Each entry below should be reproduced character for character.
━━━
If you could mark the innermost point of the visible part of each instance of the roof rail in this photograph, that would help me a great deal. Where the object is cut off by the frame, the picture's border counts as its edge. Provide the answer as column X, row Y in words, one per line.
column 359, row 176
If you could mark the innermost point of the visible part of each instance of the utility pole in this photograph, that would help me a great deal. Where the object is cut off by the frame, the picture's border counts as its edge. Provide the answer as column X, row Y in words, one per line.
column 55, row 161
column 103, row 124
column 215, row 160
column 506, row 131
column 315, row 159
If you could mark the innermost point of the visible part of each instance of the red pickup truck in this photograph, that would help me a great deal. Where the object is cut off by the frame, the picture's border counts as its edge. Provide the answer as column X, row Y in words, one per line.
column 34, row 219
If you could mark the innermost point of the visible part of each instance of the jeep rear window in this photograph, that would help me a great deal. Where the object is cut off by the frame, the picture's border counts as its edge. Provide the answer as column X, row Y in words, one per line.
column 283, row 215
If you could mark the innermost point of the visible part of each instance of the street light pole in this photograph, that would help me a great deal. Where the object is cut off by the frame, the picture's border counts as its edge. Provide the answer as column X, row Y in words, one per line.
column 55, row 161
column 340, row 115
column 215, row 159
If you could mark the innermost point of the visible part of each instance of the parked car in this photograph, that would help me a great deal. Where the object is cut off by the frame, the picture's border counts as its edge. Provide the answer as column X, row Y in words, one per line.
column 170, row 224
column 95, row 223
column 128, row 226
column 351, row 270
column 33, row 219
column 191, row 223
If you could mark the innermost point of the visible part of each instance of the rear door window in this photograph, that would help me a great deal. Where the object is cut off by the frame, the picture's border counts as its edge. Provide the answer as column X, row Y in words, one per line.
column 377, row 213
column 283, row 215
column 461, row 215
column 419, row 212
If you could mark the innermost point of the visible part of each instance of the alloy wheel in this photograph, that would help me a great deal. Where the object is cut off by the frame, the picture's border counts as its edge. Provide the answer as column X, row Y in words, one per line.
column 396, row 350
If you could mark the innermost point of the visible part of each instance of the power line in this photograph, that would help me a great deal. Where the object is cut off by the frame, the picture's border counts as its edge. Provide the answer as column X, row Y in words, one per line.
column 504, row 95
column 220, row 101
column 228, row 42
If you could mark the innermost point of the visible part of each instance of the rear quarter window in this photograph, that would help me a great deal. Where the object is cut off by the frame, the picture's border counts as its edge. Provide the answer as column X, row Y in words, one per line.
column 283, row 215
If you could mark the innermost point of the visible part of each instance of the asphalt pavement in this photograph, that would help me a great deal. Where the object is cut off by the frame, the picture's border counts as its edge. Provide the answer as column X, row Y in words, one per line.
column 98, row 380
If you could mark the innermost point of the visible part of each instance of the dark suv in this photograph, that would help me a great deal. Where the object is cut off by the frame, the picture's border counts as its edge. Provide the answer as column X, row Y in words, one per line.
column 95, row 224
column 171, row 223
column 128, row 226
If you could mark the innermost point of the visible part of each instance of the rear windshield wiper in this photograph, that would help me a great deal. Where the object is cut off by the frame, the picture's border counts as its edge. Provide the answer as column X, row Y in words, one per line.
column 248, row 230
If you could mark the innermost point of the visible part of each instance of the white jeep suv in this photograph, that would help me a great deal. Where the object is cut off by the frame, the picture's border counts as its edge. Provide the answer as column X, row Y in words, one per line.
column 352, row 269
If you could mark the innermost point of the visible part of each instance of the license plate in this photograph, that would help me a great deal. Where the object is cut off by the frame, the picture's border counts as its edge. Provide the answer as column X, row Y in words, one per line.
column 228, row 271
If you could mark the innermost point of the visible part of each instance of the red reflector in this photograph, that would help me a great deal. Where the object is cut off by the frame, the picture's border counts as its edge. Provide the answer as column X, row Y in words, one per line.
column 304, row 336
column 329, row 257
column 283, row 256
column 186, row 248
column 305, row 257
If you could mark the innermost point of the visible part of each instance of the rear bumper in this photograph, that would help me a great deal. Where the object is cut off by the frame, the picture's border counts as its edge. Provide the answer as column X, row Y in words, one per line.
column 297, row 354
━━━
* _ANSWER_:
If you could mark the innermost point of the visible part of each instance of the roof rail in this photograph, that would help me a great deal. Where the object is cut off by the frame, the picture's border counts as its edge. Provide the answer as column X, row Y in words, one per line.
column 359, row 176
If you could mark the innermost point of the visible part of each instance of the utility pole in this photograph, that would help me a great deal. Where the object is cut off by the frame, the picture's border counts as its edge. Provide the answer as column X, row Y in words, one per line.
column 55, row 161
column 103, row 124
column 215, row 160
column 506, row 131
column 315, row 159
If you could mark the innermost point of the visible part of each instance of the red pickup truck in this photograph, that would help me a great deal. Where the object is cut off by the frame, the picture's border counts as its edge. Provide the answer as column X, row Y in words, one per line.
column 34, row 219
If you could mark the innermost point of the visible part of each instance of the jeep rear window in this photograph, that would help me a great deal. Where the object is cut off by the frame, the picture's border counts as its edge. Provide the answer as column X, row Y in words, one per line.
column 283, row 215
If you could mark the innermost point of the visible part of each instance of the street light pole in this photograph, that would help me a great deal. Where the object is cut off by the frame, the picture's border counts as its edge. Provide the answer as column X, row Y in words, one per line.
column 55, row 161
column 340, row 115
column 215, row 159
If you could mark the innermost point of the visible part of each instance of the parked car in this photograph, that would help me a great deal. Where the object is cut off by the frame, the picture's border counts as its edge. Provide the answer as column X, row Y in words, one per line.
column 170, row 224
column 95, row 223
column 128, row 226
column 351, row 270
column 33, row 219
column 191, row 223
If you could mark the innermost point of the visible part of each instance of the rear door window in this photograph, that would help me a great deal. Where the object is cut off by the frame, the picture's border counts as its edge. Provide the answer as column X, row Y in words, one per line.
column 377, row 213
column 283, row 215
column 461, row 215
column 419, row 212
If you could mark the innermost point of the visible part of each instance of the alloy wheel in this photograph, that would help me a great deal. Where the object is cut off by the frame, the picture's border counts as its edge. Provide the answer as column X, row Y in words, one per line.
column 396, row 350
If you could mark the innermost point of the visible part of each instance of the power line in this photograph, that would help me a great deal. Where the object is cut off by the frame, the picture's border counts as its edge. Provide the answer as column X, row Y in words, one per line.
column 504, row 95
column 220, row 101
column 228, row 42
If you could mark the innermost point of the visible part of each instance of the rear quarter window in this photograph, that would help me a great deal. Where the object is cut off by the frame, the picture's border counts as its edge. Provide the answer as column X, row Y in words, one per line.
column 283, row 215
If you could mark the innermost point of the visible part of each instance of the asphalt pavement in this photograph, that would help me a great deal. Where the object is cut off by the frame, the picture's border counts as its edge. Provide the answer as column X, row Y in words, one per line.
column 98, row 380
If you could mark the innermost point of the visible part of each instance of the dark suv in this photograph, that would help me a great deal. Where the object is cut off by the frame, the picture's border counts as its edge. Provide the answer as column X, row Y in words, one per line.
column 95, row 224
column 171, row 223
column 128, row 226
If you could mark the innermost point of the visible part of each instance of the rear windshield wiper in this photograph, that would help me a great deal. Where the object is cut off by the frame, the picture's border counts as its edge. Provide the answer as column X, row Y in words, one per line.
column 248, row 230
If you could mark the innermost point of the visible part of each instance of the white jeep suv in this photograph, that would help me a great deal. Where the object is cut off by the frame, the picture's border counts as its edge. Provide the answer as column X, row Y in words, one per line.
column 352, row 269
If you could mark the innermost point of the visible part of each instance of the license plate in this photograph, that would help me a great deal. Where the object is cut off by the frame, the picture's border counts as its edge. Provide the answer as column X, row Y in words, one per line.
column 228, row 271
If you could mark the innermost point of the visible part of each instance of the red reflector in this photograph, that would help me a great deal. Where the object is cut off by the frame, the picture's border counts as its edge. Provide the answer as column X, row Y in words, one per line.
column 304, row 336
column 329, row 257
column 283, row 256
column 186, row 248
column 305, row 257
If you could mark the innermost point of the visible part of each instance of the rear bumper in this photograph, that would help me a great deal. Where the object is cut off by the frame, the picture's border counts as its edge. Provide the answer as column X, row Y in words, one per line.
column 297, row 354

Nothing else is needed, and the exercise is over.